Gather every line in the listing below that contains the string "jersey".

====== RECORDS SUPPLIED ======

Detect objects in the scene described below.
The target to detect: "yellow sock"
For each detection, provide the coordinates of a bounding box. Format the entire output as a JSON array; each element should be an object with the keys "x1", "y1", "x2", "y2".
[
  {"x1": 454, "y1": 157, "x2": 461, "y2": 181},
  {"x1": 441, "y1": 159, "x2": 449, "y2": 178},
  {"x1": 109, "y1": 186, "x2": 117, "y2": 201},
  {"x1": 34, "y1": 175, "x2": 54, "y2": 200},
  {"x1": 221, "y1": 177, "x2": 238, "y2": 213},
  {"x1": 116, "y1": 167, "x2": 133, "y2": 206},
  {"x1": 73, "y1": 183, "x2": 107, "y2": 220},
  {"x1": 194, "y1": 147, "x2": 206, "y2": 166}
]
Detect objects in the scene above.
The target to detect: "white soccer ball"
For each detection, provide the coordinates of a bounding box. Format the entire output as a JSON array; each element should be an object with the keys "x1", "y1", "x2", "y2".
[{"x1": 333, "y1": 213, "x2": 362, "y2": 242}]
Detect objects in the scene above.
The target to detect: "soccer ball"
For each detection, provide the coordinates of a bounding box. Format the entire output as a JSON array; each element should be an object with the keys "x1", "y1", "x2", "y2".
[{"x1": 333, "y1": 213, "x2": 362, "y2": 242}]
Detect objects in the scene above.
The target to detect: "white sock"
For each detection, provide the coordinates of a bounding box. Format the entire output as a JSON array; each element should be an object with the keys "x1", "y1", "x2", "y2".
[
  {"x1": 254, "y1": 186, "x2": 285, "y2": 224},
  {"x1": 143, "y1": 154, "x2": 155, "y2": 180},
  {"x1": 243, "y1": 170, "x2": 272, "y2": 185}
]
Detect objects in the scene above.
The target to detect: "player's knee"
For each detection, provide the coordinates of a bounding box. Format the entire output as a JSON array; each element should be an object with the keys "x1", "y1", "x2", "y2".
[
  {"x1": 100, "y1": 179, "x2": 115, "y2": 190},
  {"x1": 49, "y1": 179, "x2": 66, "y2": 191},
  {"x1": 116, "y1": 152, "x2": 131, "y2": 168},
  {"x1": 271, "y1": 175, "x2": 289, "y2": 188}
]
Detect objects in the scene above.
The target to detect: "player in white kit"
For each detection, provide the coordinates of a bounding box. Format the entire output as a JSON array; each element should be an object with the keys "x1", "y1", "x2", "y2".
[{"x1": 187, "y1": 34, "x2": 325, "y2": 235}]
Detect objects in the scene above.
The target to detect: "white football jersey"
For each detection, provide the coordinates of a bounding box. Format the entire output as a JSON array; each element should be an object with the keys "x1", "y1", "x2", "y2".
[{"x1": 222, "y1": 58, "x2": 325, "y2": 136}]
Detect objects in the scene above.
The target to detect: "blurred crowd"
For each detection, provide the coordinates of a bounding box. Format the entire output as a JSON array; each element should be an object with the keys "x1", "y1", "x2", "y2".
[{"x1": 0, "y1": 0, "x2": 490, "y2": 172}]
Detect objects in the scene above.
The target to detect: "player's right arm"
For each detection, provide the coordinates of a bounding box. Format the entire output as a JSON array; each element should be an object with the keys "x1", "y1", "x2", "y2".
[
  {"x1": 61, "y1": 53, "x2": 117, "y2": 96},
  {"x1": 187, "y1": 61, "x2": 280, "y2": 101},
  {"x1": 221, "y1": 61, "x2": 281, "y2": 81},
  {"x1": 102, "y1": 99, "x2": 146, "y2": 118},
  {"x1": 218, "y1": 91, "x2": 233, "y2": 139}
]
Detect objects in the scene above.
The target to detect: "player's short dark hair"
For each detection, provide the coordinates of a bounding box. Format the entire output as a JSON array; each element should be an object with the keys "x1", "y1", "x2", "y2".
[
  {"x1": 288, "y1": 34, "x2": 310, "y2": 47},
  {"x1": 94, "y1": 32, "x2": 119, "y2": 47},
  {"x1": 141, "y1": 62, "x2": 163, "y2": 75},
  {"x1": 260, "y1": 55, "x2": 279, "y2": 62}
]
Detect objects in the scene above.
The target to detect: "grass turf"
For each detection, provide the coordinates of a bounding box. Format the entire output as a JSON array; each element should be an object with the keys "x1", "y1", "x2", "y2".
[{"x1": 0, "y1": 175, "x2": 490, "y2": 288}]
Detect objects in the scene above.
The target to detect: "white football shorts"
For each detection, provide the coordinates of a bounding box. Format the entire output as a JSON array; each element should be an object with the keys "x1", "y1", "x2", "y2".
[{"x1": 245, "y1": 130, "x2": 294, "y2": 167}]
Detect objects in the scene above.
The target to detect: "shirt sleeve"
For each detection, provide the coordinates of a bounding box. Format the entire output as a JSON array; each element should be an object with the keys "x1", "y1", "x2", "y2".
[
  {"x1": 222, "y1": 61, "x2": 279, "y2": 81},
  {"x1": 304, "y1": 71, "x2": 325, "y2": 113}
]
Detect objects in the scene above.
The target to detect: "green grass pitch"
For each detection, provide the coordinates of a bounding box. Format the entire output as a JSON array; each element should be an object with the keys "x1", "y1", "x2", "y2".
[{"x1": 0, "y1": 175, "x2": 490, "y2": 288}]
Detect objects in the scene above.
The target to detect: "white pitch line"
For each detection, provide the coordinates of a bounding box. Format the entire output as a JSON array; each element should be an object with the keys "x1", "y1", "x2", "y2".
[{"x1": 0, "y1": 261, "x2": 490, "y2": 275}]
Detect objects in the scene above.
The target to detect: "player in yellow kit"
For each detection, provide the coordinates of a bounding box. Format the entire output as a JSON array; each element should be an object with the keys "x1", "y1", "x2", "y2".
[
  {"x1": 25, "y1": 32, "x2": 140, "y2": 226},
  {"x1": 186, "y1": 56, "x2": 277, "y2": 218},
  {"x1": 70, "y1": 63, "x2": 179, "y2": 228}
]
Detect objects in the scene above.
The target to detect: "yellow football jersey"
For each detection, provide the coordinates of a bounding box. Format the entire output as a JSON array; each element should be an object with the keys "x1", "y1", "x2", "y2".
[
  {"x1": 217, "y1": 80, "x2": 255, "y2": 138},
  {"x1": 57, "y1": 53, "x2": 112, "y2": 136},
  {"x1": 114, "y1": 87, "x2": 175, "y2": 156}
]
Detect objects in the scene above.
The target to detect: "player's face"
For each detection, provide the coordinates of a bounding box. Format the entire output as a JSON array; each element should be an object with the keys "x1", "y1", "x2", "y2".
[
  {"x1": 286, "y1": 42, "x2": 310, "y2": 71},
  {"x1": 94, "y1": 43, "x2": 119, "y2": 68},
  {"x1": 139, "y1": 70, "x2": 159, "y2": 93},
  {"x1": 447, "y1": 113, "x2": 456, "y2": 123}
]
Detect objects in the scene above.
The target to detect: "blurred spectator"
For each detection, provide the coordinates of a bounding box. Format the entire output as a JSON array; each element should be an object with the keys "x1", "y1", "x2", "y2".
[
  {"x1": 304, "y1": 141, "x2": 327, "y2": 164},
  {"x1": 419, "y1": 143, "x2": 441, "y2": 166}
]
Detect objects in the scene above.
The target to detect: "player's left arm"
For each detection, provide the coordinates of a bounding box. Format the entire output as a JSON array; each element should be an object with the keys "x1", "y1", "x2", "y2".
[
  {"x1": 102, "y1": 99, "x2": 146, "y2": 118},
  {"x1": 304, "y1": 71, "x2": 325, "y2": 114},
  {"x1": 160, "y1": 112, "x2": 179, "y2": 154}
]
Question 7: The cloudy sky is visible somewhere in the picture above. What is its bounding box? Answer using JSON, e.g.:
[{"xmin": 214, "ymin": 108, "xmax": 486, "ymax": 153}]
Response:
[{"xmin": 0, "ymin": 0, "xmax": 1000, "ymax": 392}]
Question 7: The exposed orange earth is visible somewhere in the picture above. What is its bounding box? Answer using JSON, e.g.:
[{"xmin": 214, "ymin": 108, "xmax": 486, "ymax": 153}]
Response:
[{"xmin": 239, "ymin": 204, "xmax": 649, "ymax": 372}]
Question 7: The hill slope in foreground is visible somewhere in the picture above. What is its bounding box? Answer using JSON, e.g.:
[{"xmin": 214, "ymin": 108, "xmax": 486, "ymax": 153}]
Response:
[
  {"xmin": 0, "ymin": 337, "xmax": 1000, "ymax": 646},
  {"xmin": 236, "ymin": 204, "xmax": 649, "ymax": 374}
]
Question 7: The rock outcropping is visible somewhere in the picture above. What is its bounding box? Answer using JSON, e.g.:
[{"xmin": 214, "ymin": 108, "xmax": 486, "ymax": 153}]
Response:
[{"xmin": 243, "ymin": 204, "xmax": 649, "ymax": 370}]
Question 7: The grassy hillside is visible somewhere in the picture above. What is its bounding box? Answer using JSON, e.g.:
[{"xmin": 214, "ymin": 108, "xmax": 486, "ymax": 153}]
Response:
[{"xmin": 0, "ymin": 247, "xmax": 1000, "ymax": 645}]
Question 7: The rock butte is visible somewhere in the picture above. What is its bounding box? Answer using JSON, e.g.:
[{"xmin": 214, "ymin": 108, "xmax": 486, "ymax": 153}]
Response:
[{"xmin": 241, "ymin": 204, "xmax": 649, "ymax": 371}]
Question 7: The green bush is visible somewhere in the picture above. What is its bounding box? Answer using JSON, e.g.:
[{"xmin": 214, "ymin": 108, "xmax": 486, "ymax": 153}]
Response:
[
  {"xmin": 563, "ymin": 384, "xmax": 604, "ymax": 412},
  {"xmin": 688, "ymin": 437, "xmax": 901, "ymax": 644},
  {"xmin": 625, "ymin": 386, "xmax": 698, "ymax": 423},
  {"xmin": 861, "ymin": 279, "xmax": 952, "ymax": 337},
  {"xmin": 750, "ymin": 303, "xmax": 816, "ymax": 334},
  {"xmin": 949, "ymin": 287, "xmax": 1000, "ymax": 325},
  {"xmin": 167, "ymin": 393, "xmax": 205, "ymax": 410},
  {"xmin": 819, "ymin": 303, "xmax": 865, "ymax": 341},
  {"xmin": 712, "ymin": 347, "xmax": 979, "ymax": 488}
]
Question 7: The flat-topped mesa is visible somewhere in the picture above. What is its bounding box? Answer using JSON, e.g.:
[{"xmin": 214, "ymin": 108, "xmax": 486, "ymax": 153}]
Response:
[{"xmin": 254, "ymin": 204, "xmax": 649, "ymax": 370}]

======

*OUTPUT OF THE TASK*:
The target to detect: "white football jersey"
The target to detect: "yellow football jersey"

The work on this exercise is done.